**Problem requirements**: Reproduce verbatim the records below, starting at their first line and ending at the line containing "[[744, 62], [73, 194], [35, 367]]", with both ends included. Leave the pictures out of the reproduction.
*** Available records ***
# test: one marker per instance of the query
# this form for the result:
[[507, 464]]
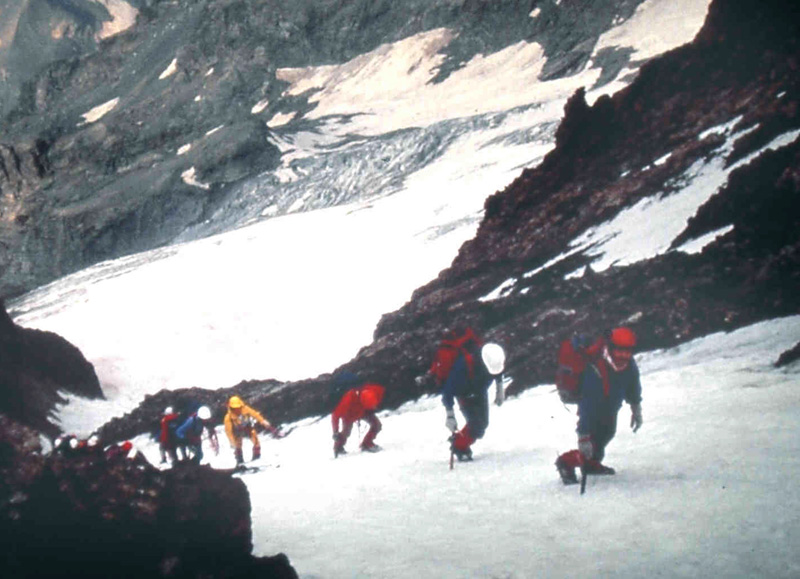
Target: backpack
[[448, 351], [574, 355], [341, 383]]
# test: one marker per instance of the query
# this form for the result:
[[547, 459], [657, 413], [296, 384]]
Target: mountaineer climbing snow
[[609, 377]]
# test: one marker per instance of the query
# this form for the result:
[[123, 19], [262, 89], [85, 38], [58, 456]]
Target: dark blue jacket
[[458, 382], [595, 407]]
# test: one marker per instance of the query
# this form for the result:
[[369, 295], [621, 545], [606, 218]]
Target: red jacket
[[356, 402]]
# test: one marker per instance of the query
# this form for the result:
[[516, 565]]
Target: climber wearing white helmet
[[191, 433], [468, 381]]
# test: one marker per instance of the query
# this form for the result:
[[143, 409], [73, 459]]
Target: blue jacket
[[458, 382], [594, 407]]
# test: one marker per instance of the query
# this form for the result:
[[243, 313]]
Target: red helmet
[[623, 338]]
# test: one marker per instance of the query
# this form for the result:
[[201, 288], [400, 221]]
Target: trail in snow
[[704, 489]]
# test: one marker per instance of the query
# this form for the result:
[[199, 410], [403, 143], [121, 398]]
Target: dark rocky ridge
[[744, 62], [73, 194], [35, 367]]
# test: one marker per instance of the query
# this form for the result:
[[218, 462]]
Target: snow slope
[[243, 304], [704, 489]]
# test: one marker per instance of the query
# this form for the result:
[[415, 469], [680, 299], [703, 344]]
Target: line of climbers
[[596, 374]]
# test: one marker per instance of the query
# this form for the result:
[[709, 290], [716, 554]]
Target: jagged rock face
[[95, 125], [35, 367], [85, 515], [744, 62]]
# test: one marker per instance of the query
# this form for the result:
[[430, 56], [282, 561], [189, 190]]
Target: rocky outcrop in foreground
[[36, 367], [84, 514]]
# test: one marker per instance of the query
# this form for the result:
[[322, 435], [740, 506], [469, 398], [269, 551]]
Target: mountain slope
[[662, 164]]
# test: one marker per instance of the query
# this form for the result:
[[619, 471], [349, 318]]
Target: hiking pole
[[583, 479]]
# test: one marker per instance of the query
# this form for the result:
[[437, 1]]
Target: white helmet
[[494, 358]]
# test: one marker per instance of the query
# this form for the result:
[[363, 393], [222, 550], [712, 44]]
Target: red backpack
[[573, 356], [448, 351]]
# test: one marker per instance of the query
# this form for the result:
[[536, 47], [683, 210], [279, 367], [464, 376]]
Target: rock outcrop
[[89, 514]]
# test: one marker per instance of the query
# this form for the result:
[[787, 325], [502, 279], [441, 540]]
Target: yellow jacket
[[238, 425]]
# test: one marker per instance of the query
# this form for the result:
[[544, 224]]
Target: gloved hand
[[585, 446], [636, 417], [500, 395], [451, 423]]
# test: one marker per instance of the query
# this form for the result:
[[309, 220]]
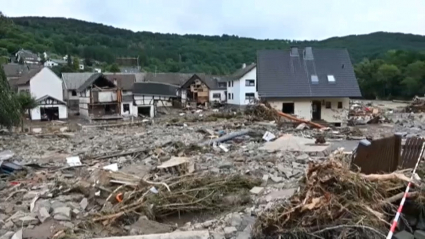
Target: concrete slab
[[174, 235], [289, 142]]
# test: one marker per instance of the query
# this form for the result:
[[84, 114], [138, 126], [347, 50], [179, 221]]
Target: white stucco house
[[312, 84], [43, 84], [201, 88], [150, 95], [242, 86]]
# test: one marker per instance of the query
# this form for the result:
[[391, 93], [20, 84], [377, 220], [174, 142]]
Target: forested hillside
[[176, 53]]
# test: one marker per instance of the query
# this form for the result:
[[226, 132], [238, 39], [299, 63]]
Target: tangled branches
[[334, 202]]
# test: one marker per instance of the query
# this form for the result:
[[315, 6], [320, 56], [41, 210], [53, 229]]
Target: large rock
[[62, 213], [144, 226], [230, 232], [174, 235]]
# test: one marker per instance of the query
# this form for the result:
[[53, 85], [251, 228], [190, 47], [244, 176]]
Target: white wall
[[70, 97], [303, 108], [149, 100], [239, 89], [107, 96], [131, 108], [23, 88], [83, 106], [222, 95], [46, 82], [35, 113], [252, 75]]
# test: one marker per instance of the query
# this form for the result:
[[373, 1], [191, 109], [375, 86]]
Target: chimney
[[308, 53], [294, 51]]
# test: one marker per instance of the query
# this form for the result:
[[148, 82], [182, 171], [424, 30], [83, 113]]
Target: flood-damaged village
[[284, 147]]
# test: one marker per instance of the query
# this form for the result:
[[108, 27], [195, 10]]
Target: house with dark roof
[[148, 96], [310, 83], [99, 98], [241, 85], [46, 87], [202, 88], [27, 57], [72, 81]]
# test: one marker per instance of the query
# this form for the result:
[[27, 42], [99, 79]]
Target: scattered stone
[[84, 203], [279, 195], [62, 214], [43, 214], [27, 220], [257, 190], [403, 235], [276, 179], [229, 232]]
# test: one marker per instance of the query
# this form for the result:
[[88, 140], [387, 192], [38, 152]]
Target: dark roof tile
[[281, 75]]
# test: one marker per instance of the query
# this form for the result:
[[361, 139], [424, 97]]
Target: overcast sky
[[273, 19]]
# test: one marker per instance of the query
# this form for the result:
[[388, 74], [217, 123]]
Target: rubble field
[[204, 174]]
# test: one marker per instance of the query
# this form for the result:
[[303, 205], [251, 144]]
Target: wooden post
[[397, 150]]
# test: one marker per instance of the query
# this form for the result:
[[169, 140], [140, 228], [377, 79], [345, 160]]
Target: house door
[[317, 110]]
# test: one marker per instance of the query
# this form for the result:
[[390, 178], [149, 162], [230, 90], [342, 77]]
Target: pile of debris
[[335, 202], [417, 105], [361, 114]]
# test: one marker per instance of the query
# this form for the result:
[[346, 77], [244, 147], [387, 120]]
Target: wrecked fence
[[411, 152], [386, 154], [382, 155]]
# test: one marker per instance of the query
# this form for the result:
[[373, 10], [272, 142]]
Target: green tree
[[9, 108], [69, 60], [389, 75], [76, 63], [114, 68], [26, 102]]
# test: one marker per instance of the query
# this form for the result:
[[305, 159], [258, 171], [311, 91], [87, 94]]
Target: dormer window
[[331, 79], [314, 79]]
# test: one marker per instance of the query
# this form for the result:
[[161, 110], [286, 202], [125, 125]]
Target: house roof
[[124, 81], [242, 71], [210, 81], [72, 81], [25, 78], [16, 70], [50, 97], [155, 88], [91, 80], [176, 79], [284, 73], [127, 98], [27, 54]]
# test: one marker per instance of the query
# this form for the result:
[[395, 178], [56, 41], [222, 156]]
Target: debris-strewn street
[[223, 174]]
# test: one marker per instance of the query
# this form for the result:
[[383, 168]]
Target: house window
[[288, 108], [314, 79], [331, 79], [126, 107], [328, 105], [249, 96], [250, 83]]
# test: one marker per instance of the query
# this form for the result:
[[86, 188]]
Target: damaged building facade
[[313, 84], [99, 99], [150, 95]]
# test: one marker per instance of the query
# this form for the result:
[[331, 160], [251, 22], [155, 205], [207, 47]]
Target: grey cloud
[[282, 19]]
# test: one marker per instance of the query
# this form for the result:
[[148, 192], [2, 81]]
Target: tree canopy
[[399, 74], [177, 53]]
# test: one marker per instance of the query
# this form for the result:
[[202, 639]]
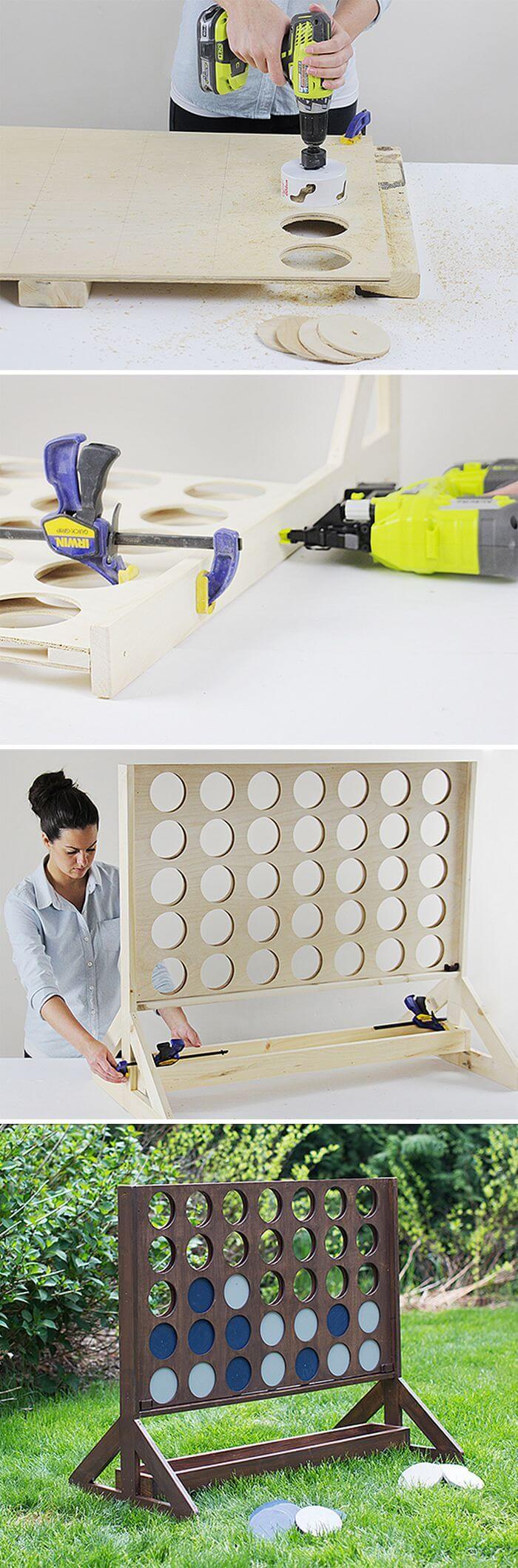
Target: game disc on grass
[[273, 1518]]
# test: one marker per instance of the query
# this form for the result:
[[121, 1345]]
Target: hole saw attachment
[[446, 524], [80, 534]]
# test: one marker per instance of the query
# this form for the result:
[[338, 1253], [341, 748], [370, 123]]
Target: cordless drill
[[221, 71]]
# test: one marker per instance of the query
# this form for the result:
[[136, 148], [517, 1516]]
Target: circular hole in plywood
[[168, 792], [432, 871], [263, 836], [315, 228], [306, 921], [431, 910], [216, 792], [263, 880], [216, 838], [393, 831], [306, 963], [435, 786], [391, 874], [168, 931], [216, 973], [394, 788], [262, 966], [168, 840], [169, 977], [168, 886], [429, 952], [263, 924], [351, 875], [70, 574], [351, 833], [390, 955], [263, 791], [307, 879], [224, 489], [315, 258], [22, 610], [307, 834], [216, 883], [348, 960], [391, 913], [309, 789], [352, 789], [434, 828], [349, 918], [216, 927]]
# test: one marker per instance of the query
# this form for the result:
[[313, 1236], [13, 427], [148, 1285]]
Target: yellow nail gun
[[446, 524], [221, 71]]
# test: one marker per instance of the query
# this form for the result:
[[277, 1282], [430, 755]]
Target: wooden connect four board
[[249, 1291], [266, 1290], [249, 879]]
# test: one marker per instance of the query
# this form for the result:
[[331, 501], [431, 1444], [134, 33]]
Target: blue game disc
[[201, 1296], [238, 1333], [337, 1319], [238, 1374], [201, 1336], [306, 1364], [163, 1341], [273, 1518]]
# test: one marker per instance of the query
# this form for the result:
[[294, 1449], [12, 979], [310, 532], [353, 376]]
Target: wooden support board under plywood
[[224, 1267], [64, 617], [380, 897], [108, 206]]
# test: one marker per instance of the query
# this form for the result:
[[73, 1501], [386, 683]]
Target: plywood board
[[304, 894], [63, 615], [151, 207]]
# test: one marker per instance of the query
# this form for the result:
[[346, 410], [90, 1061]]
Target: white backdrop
[[494, 904], [254, 427], [440, 77]]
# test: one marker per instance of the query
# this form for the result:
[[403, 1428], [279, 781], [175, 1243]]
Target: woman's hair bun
[[46, 788]]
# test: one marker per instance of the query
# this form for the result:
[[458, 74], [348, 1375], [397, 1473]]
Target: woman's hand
[[329, 60], [179, 1026], [102, 1064], [255, 32]]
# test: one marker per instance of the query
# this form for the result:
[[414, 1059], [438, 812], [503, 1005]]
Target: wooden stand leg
[[36, 292]]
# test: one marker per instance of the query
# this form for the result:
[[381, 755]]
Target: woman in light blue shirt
[[266, 102], [64, 931]]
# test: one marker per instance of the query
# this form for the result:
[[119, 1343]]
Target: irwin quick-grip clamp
[[80, 532]]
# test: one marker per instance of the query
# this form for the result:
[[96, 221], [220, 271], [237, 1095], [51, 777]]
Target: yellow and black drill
[[221, 71], [446, 524]]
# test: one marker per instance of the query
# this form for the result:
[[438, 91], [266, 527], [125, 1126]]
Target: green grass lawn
[[462, 1363]]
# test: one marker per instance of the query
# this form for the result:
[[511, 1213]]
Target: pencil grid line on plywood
[[118, 206], [335, 928], [338, 1267]]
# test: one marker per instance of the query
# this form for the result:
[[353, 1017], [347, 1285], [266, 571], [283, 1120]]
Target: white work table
[[465, 220], [407, 1092]]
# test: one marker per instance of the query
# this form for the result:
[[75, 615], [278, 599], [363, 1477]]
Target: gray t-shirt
[[260, 98]]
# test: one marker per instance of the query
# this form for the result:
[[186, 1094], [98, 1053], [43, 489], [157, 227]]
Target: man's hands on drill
[[329, 60], [255, 32]]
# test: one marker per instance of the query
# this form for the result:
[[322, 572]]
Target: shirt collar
[[46, 894]]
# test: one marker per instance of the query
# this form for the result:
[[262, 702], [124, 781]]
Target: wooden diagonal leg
[[163, 1474], [98, 1458], [428, 1424], [366, 1407]]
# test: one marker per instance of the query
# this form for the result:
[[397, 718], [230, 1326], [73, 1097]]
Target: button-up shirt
[[260, 98], [61, 951]]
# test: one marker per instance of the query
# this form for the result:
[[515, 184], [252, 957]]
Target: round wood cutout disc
[[314, 342], [287, 329], [354, 335]]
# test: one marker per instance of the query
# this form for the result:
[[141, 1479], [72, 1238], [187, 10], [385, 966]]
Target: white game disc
[[459, 1476], [421, 1476], [318, 1521]]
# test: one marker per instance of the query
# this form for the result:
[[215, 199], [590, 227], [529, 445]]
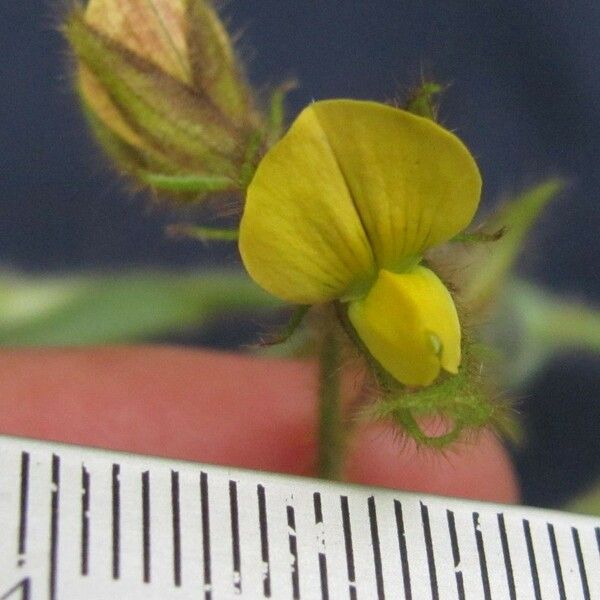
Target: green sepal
[[215, 70], [462, 401], [167, 114]]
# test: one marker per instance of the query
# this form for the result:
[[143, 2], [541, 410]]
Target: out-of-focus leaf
[[531, 325], [121, 307], [588, 503], [489, 265]]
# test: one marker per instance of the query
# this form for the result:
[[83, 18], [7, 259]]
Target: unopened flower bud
[[163, 92]]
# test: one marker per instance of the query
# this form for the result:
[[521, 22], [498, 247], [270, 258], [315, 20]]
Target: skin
[[221, 408]]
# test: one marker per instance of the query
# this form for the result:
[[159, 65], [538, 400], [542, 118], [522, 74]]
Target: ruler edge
[[30, 444]]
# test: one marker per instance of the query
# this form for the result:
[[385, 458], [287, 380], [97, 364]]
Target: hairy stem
[[331, 440]]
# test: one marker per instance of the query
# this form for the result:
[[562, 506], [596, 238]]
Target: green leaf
[[118, 308], [530, 326], [186, 184], [422, 100], [204, 234], [491, 268]]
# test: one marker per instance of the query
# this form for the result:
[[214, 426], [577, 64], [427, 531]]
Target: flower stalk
[[331, 435]]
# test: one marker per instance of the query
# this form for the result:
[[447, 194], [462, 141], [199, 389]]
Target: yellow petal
[[352, 187], [300, 236], [414, 184], [408, 322]]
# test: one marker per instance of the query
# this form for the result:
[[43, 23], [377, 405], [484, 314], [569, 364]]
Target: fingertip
[[477, 468]]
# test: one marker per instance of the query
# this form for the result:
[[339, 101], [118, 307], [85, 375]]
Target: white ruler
[[85, 524]]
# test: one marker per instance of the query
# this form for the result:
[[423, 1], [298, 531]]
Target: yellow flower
[[343, 208]]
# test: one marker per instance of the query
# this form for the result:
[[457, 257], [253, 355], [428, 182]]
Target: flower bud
[[163, 92]]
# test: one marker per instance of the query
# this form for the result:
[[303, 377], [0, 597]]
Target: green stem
[[331, 427]]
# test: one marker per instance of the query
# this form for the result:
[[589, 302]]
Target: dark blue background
[[524, 97]]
***
**Exercise result**:
# test: one marker per instance of the query
# this form for the result:
[[507, 464]]
Target: backpack
[[448, 351], [574, 355], [341, 383]]
# test: one marker per instance of the query
# this form for the result:
[[547, 459], [657, 413], [296, 384]]
Target: mountaineer climbing snow
[[609, 377]]
# test: one marker per instance of the query
# this form for the result:
[[123, 19], [262, 89], [85, 38], [58, 456]]
Target: dark blue jacket
[[458, 382], [595, 407]]
# test: one marker per instance of the query
# this form for the result:
[[369, 295], [621, 545], [606, 218]]
Target: red jacket
[[356, 402]]
# test: one marker per instance of the query
# this form for the result:
[[516, 565]]
Target: climber wearing white helmet
[[191, 433], [468, 381]]
# test: one marker per instance of the query
# this form for the result:
[[143, 409], [73, 459]]
Target: blue jacket
[[458, 382], [594, 407]]
# test: one marker per instance of the query
# this form for the result:
[[243, 313]]
Target: red helmet
[[623, 338]]
# test: one marker per instance of the query
# this form for the result:
[[201, 288], [400, 221]]
Target: trail in snow
[[704, 489]]
# test: one marker per instance of the query
# this form for the result:
[[199, 410], [403, 143], [121, 398]]
Target: dark rocky ridge
[[744, 62], [73, 194], [35, 367]]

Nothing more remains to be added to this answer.